# [Goal of the exercise]
Copy every line of the listing exactly.

━━━

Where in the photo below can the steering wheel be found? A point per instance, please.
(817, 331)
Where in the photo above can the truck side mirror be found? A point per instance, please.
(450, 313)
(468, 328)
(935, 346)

━━━

# [Exercise answer]
Where in the photo below can the steering wheel be found? A point per instance, please.
(817, 331)
Where in the photo above can the truck side mirror be found? A point per instance, please.
(450, 313)
(468, 328)
(935, 346)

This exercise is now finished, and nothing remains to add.